**TEXT EXCERPT**
•••••

Or the flip side question is are there any to avoid?
 
#12 ·
According to the title - ever made.

You can go back a ways. The 790/990 were bullet proof. The 755/955 etc. were bullet proof. The 2520/2720/2032 are nearly bullet proof.

I say all this because of all the simple/stupid issues people are having with their brand new machines. Frame bolts loose - major hydraulic leaks, etc.
 
#34 ·
As a 790 owner, I would agree with the above. No computer, no complicated emissions, simple clutch and transmission. Downside is the 300 loader has limited lift capacity although the later model improved that with larger curl cylinders.

I bought mine used and it may outlast me. . .

Treefarmer
 
#7 ·
My suggestion is to get on youtube and start watching videos of what tractors are capable of and what jobs you think you want to do. I have been watching tractor videos for many years now and the only tractor I know you are supposed to avoid is the Kubota B3350. Neil from Messick's has one and even he admits it was a dud. You aren't leaning Orange so you are probably OK. A lot of guys want to stay away from the John Deeres with the universal joints that are hard to grease between the engine and transmission but I dont think there are any in the size range you are looking at. I dont see nearly as many videos on the other brands. They seem ok for the guys that bought them new and are excited about them but you dont see much about older models and lots of times you see guys saying. I finally upgraded to a John Deere or a Kubota...

From my non-scientific survey of forums and videos it seems like the 2038R is about the most popular tractor JD has. It seems like everyone wants one. yes they aren't big enough for some jobs but they seem to be the "Just right" tractor for a lot of people.
 
#2 ·
Did you post the same question on the Kubota, Mahindra, Kioti and RK forums too? :)

Obviously, the guys on here are going to lean green. And I can't blame them. But, one of the most important factors in your decision should be local dealer support. What dealers do you have in your area? Go visit them and get a feel for how they'll treat you - especially after the sale.

FWIW, you can't really go wrong with a Deere 2 or 3 series. I'd also have very few qualms about buying a Kubota - although I'm not a big fan of their "treadle peddle" for controlling forward and reverse.
 
#16 ·
JD, I'd have to give the nod to a 790.
 
#14 ·
I would say mid mount is not really important as I don’t see myself manicuring the fields to the point of a mid mount paying off (from what I’ve read). Also there is a familiarity with the rear mounded mowers for me.
As far as price point ideally 15-18k would consider the ~20k a max.
If there is/was something before the 2 and 3 series I would be fine with that. I don’t think I “need” all the refinements but also realize I will absolutely need them after I have them.

•••••

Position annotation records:
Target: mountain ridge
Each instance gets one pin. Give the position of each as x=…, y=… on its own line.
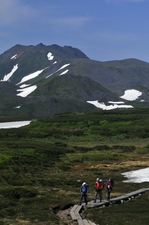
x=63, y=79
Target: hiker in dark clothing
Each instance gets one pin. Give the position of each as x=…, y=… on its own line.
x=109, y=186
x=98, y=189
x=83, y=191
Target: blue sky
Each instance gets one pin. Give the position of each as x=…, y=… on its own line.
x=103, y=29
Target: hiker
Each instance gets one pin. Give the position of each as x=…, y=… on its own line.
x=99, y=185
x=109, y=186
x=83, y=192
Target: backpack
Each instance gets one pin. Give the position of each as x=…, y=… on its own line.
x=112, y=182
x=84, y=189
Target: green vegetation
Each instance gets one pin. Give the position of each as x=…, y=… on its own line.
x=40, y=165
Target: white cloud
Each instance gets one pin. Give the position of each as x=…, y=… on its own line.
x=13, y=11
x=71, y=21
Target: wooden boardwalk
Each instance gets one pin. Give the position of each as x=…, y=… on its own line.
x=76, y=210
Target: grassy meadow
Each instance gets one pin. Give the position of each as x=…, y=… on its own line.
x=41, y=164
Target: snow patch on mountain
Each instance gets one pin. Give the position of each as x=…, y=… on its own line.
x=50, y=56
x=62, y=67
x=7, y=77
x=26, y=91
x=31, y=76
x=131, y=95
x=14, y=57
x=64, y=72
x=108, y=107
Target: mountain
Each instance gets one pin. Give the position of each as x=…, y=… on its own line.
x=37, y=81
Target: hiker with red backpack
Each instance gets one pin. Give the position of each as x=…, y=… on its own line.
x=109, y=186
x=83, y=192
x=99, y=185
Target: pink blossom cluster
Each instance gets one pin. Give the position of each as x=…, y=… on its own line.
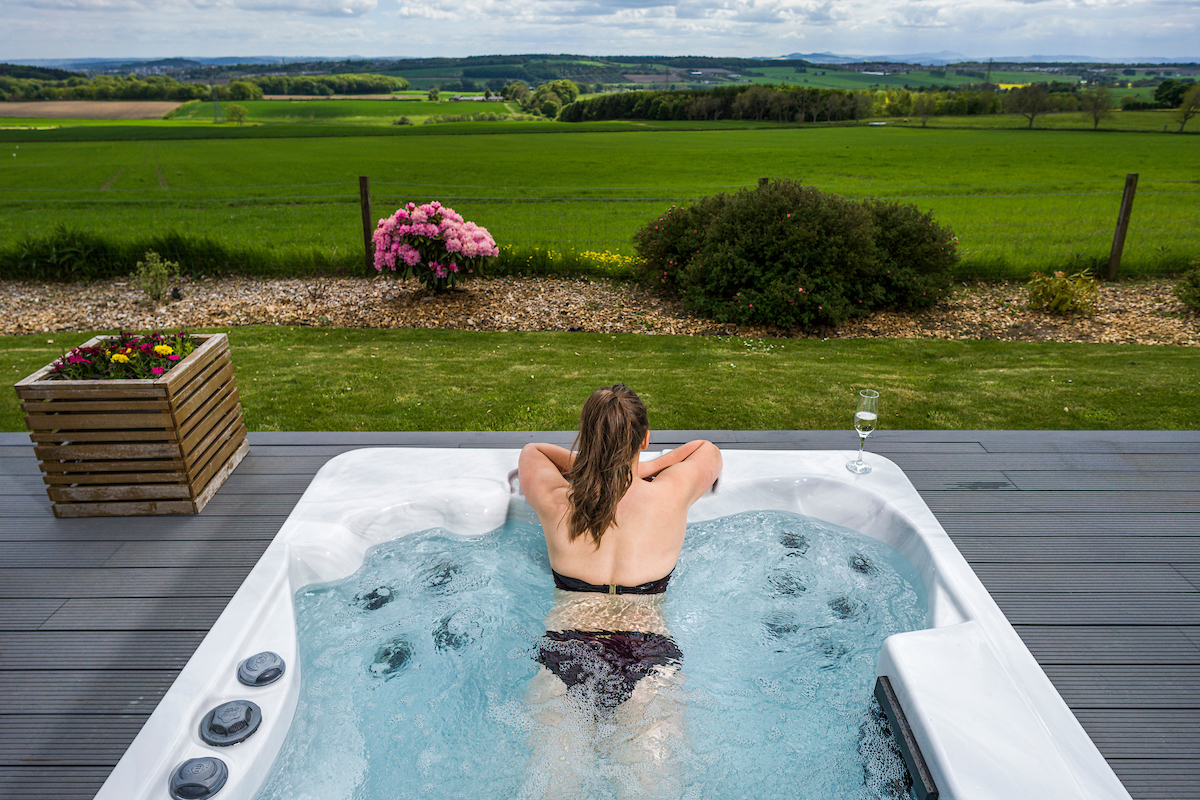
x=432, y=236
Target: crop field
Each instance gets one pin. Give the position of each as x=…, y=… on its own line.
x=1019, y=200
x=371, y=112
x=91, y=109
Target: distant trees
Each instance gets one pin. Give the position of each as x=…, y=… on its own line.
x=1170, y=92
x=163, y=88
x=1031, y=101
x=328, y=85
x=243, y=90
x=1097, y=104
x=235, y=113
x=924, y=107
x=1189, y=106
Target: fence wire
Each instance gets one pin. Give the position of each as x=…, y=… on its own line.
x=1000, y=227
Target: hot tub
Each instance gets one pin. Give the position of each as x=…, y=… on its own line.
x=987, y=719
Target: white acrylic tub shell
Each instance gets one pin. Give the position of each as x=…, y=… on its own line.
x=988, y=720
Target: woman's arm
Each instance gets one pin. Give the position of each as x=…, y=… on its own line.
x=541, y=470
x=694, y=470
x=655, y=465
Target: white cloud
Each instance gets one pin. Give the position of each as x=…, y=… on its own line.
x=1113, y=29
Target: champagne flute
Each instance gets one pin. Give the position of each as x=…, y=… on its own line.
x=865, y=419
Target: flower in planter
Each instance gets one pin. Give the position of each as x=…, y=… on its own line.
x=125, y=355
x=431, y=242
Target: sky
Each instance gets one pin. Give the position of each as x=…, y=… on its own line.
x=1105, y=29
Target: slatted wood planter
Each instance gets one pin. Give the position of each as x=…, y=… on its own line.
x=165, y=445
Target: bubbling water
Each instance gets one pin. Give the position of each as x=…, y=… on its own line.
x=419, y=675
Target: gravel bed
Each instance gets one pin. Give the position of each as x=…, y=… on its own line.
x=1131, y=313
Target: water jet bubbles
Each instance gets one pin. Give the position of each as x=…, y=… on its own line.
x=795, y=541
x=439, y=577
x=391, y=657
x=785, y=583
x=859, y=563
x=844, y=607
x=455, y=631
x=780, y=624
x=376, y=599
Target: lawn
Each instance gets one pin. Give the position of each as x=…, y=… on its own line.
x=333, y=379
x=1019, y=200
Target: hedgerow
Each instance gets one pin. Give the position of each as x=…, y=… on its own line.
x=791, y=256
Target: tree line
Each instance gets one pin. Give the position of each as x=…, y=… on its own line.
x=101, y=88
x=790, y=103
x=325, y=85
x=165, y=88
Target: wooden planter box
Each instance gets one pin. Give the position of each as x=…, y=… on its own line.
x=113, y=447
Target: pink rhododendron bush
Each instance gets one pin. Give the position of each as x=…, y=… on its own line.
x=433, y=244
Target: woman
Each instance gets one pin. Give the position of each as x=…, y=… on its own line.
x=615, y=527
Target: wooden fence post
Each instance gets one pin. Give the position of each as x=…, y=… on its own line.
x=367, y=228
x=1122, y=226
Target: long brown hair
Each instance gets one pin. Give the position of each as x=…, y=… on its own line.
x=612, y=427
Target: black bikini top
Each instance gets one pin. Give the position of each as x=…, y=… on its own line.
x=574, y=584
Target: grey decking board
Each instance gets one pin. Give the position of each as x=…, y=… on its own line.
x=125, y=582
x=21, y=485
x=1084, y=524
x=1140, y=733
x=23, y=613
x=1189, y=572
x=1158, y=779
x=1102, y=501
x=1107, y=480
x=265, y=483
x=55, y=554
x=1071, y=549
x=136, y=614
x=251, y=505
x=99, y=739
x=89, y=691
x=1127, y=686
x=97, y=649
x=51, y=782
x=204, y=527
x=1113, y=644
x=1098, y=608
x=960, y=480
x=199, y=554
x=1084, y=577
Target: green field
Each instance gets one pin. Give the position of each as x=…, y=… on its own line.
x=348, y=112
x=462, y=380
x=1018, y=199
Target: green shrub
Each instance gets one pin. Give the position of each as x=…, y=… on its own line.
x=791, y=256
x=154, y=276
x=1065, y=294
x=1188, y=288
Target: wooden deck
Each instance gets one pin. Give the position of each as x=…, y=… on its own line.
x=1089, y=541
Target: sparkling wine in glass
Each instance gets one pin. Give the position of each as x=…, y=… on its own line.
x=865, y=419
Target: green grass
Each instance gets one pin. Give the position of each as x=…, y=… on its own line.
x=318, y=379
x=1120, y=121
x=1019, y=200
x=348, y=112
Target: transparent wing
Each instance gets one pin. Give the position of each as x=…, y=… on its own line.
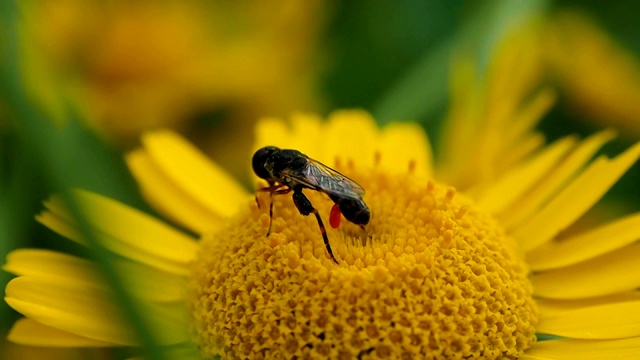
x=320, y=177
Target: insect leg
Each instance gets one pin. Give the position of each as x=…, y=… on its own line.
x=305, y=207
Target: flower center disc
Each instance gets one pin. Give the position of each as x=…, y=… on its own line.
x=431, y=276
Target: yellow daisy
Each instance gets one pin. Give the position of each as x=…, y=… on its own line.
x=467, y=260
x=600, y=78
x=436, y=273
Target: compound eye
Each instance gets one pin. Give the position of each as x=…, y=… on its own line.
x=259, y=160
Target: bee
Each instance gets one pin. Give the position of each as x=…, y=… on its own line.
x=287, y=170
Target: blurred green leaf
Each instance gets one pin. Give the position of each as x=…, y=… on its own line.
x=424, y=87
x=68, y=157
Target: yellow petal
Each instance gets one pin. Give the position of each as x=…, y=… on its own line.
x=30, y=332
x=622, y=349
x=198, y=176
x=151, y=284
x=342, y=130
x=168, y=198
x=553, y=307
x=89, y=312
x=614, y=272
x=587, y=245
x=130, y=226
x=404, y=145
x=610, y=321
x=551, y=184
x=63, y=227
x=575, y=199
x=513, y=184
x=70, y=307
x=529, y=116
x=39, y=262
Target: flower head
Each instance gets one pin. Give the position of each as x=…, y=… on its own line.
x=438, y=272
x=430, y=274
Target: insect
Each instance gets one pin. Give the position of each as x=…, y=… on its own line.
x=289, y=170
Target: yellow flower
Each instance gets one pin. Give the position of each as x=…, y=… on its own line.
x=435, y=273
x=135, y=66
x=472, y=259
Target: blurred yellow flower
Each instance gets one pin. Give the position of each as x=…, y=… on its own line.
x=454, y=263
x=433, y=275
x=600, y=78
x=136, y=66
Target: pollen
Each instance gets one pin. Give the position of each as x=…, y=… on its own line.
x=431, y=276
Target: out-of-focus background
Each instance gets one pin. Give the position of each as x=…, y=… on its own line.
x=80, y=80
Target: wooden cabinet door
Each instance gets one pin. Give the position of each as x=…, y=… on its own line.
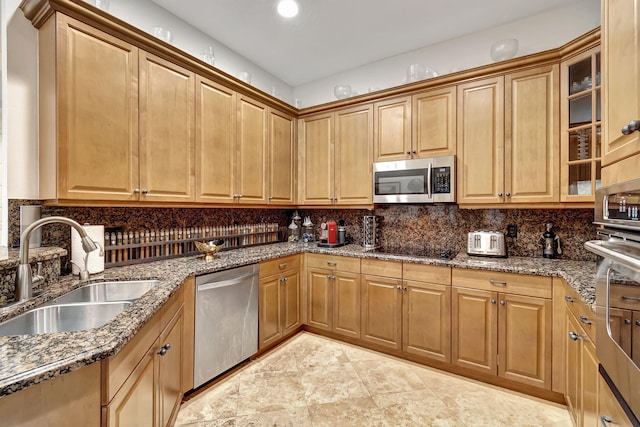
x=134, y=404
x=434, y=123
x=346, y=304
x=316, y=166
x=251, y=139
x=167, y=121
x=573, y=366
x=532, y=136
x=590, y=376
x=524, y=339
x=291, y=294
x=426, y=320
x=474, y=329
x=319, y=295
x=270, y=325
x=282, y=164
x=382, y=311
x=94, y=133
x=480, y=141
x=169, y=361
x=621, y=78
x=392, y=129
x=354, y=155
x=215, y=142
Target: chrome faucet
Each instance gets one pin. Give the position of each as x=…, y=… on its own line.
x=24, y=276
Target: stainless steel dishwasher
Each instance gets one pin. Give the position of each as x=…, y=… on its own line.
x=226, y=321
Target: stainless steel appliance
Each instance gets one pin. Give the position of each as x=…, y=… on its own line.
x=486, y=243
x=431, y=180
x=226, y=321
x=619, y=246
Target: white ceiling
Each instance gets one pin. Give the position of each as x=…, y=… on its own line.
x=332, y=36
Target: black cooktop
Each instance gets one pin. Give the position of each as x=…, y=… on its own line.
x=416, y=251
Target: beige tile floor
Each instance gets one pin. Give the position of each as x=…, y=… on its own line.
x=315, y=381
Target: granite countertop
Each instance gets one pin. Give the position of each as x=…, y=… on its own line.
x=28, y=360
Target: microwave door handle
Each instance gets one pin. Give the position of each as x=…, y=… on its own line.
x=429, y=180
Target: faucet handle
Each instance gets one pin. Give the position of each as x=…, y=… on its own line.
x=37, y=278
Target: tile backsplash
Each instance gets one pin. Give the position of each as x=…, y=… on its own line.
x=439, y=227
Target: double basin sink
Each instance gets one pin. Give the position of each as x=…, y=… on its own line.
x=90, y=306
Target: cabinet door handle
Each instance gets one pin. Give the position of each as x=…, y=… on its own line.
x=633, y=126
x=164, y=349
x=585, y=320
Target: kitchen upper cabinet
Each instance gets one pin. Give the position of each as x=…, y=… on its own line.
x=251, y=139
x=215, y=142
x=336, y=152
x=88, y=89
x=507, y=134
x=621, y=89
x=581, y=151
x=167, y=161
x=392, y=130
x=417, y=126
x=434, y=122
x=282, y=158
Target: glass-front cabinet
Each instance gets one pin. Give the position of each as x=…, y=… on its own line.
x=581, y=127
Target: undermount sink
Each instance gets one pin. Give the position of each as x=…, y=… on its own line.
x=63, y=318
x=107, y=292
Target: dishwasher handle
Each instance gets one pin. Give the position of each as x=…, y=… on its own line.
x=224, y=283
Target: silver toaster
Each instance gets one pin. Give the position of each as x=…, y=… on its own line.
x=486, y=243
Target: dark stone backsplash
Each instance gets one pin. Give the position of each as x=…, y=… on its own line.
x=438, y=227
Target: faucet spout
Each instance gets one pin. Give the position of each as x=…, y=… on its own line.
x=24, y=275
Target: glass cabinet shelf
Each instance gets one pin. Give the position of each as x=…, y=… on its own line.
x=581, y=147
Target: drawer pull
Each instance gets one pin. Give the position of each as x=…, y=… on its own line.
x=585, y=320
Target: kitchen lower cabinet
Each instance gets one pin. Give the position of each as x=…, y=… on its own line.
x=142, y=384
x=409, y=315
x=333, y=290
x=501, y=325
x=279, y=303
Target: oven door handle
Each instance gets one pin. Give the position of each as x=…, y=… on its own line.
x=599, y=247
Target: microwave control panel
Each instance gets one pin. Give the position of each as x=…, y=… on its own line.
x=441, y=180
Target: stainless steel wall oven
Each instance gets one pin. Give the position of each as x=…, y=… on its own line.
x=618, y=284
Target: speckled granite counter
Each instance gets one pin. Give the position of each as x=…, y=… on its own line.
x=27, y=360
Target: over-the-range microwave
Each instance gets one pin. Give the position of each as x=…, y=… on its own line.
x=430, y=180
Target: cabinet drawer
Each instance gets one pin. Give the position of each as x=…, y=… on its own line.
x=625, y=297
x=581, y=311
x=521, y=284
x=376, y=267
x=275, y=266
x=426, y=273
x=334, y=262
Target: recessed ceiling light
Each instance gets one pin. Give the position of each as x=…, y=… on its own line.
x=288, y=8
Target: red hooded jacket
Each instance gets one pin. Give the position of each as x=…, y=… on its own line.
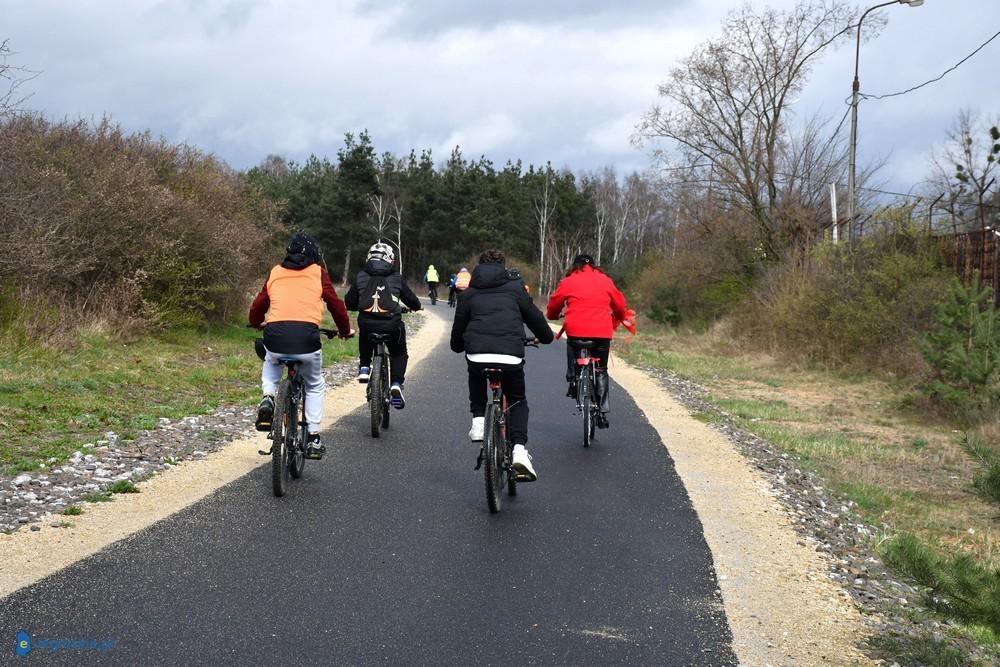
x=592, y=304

•••••

**WHAT TO WORK ON**
1. List the post numbers that appear in the tractor forum excerpt, in the order they occur.
2. Lay out the lines of the listing as a JSON list of strings, one string per line and no blank lines: begin at the line that contains "Target: green vegetation" and stop after the line that contains "x=108, y=107".

**RESULTS**
1. #12, #34, #7, #2, #16, #14

2.
[
  "Target: green vegetation",
  "Each instance gets one pin. Give the position of each as x=…, y=… on its own line.",
  "x=40, y=165",
  "Target: white cloud",
  "Each instance gets one pin. Give the position of each as x=…, y=… on its own line.",
  "x=13, y=11",
  "x=71, y=21",
  "Target: wooden boardwalk",
  "Each instance gets one pin. Give the position of each as x=…, y=… on its own line.",
  "x=76, y=210",
  "Target: grassy meadow",
  "Each instance gets one pin. Give the position of each as x=…, y=… on its own line.",
  "x=41, y=164",
  "Target: snow patch on mountain",
  "Each instance gets one pin. Give the position of each as x=…, y=… on its own line.",
  "x=50, y=56",
  "x=62, y=67",
  "x=7, y=77",
  "x=26, y=91",
  "x=31, y=76",
  "x=131, y=95",
  "x=14, y=57",
  "x=64, y=72",
  "x=108, y=107"
]